**REQUIREMENT**.
Give again, exactly, every line of the entries below from the one that has "Expected: for every instance of the asphalt" to the last.

**RECORDS SUPPLIED**.
- - -

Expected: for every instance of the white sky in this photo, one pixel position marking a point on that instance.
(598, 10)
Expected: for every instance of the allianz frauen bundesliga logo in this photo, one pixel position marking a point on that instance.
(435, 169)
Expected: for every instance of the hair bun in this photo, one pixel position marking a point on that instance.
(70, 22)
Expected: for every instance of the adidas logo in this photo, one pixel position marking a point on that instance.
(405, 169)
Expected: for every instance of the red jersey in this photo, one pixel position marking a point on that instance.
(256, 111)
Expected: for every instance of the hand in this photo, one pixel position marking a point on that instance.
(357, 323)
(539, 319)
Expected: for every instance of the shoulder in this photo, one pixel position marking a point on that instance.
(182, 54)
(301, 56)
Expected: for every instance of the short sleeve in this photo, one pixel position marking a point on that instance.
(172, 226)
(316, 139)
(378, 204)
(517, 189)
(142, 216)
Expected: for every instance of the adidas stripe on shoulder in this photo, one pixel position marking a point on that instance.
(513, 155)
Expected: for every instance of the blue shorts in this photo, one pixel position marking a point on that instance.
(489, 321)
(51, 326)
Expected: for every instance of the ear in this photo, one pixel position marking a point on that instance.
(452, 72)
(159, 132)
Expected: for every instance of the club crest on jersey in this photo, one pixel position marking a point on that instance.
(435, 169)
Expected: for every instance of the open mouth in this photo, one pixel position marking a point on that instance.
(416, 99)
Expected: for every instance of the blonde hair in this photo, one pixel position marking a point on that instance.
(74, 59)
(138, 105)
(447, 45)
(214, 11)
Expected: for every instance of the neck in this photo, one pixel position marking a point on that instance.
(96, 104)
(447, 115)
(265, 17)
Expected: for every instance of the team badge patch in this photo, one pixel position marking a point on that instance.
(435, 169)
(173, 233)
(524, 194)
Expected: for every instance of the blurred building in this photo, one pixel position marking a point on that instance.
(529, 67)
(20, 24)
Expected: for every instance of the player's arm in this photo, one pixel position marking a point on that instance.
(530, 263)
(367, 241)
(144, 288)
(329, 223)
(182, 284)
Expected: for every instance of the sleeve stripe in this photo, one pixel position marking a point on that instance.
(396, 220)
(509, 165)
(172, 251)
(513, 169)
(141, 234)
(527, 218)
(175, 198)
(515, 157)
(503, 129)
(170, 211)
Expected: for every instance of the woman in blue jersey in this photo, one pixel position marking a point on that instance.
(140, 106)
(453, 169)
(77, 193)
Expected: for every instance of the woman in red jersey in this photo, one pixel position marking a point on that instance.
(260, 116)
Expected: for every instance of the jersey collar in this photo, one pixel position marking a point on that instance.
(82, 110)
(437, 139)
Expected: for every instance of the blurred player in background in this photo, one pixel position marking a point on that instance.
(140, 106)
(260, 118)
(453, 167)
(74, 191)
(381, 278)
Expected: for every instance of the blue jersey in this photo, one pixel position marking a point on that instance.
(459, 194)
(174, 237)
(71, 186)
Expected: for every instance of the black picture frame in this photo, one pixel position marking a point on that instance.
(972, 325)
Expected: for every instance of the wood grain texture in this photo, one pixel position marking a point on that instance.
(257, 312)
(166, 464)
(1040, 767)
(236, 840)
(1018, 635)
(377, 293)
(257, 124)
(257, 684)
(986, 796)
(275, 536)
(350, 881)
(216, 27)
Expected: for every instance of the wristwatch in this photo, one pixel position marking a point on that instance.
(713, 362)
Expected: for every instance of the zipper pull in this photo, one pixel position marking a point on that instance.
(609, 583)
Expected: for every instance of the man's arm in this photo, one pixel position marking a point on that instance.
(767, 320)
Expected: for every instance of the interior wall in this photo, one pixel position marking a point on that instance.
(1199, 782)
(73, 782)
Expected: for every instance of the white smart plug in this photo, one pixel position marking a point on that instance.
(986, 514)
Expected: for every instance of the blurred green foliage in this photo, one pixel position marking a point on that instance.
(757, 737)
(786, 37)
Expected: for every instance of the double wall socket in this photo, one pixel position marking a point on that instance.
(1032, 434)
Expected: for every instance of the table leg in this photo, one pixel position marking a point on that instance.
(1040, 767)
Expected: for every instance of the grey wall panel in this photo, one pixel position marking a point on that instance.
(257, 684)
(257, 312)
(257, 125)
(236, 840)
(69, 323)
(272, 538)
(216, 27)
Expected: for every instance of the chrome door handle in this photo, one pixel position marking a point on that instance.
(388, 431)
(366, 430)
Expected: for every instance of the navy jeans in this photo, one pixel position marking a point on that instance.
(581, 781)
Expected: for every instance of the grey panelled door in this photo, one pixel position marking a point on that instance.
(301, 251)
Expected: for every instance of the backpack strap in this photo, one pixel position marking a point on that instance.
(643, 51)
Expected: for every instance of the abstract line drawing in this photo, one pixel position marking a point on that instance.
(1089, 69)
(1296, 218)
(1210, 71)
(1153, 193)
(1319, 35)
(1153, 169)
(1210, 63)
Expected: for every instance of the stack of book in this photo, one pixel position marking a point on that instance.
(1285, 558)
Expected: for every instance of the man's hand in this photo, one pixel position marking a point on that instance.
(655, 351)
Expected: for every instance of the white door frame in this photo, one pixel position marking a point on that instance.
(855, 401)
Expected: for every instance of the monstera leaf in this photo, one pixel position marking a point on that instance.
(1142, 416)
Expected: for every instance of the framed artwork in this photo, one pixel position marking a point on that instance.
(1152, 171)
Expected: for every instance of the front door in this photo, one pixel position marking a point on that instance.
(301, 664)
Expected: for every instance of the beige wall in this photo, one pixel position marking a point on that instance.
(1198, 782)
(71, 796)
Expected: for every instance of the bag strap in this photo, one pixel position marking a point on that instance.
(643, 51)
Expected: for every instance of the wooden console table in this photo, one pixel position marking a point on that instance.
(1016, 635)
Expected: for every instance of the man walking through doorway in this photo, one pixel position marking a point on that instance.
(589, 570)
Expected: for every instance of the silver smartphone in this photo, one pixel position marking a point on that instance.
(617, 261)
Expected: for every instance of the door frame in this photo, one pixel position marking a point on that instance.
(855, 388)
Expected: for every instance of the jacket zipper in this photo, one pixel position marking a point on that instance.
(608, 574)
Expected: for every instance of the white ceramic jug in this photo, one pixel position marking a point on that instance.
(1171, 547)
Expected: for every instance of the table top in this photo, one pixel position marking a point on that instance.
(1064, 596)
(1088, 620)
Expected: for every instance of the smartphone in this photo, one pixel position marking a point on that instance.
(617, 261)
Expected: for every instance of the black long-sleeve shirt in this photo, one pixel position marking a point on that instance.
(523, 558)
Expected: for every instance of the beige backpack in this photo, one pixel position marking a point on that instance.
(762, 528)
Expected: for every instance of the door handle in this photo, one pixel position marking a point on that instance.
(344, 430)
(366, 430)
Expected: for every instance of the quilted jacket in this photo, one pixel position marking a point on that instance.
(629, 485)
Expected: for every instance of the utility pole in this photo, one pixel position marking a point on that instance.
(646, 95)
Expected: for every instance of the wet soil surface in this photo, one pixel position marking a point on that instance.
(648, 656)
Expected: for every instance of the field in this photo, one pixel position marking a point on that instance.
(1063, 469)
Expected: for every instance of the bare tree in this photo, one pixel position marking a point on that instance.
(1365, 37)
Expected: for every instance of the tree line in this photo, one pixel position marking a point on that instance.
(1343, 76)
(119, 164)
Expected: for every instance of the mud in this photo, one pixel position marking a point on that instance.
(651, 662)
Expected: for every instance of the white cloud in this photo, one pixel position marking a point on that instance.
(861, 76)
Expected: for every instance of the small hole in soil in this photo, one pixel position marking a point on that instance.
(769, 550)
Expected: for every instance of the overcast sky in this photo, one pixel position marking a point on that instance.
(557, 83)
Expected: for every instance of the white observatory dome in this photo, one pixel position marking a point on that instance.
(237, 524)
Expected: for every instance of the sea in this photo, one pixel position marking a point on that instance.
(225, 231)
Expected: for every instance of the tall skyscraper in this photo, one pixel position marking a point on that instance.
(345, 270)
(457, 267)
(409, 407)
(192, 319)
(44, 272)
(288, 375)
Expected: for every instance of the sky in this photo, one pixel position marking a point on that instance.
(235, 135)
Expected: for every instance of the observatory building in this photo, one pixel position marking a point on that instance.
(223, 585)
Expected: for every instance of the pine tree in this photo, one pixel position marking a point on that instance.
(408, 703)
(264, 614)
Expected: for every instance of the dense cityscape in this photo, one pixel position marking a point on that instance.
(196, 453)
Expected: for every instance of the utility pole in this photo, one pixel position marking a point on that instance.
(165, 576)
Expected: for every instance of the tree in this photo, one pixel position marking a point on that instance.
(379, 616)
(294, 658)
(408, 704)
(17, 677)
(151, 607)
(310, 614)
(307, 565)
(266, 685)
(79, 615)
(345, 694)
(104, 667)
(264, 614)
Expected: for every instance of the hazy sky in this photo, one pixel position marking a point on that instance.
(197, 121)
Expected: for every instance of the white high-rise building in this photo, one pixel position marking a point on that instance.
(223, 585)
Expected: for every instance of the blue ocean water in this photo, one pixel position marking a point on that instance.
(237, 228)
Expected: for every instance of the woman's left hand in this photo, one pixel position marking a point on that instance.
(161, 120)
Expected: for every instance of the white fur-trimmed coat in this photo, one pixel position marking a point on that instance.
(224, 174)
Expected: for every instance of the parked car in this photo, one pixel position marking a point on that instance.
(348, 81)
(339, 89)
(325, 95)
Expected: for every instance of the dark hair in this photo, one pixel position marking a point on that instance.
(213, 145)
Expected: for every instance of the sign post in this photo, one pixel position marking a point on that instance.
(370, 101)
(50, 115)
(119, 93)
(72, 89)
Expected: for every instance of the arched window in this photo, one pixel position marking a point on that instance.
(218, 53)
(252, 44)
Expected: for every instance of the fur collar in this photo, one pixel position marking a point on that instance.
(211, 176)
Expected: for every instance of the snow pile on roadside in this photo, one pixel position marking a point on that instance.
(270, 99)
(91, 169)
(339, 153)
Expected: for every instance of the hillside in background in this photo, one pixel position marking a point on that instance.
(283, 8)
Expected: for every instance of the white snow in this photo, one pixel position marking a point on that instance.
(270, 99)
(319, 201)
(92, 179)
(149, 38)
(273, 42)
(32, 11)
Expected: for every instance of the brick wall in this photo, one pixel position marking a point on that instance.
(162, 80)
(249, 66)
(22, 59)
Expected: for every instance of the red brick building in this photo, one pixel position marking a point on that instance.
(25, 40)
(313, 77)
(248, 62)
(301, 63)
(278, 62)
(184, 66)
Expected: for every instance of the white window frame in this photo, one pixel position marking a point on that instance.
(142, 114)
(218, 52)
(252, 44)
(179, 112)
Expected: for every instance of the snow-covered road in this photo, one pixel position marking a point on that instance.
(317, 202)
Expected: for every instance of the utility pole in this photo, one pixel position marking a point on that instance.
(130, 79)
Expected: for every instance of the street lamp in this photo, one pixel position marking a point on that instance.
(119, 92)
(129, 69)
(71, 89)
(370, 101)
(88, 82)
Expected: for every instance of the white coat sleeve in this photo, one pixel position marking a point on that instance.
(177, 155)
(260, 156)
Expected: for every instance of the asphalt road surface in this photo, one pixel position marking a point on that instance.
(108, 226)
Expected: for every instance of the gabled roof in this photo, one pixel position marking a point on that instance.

- - -

**RESPONSE TO THE TASK**.
Expected: for every instance of the asphalt road surface in this photo, one pixel position marking a point on that instance.
(108, 226)
Expected: for every instance of the gabled roof in this photo, one pixel position marking a point on that instance.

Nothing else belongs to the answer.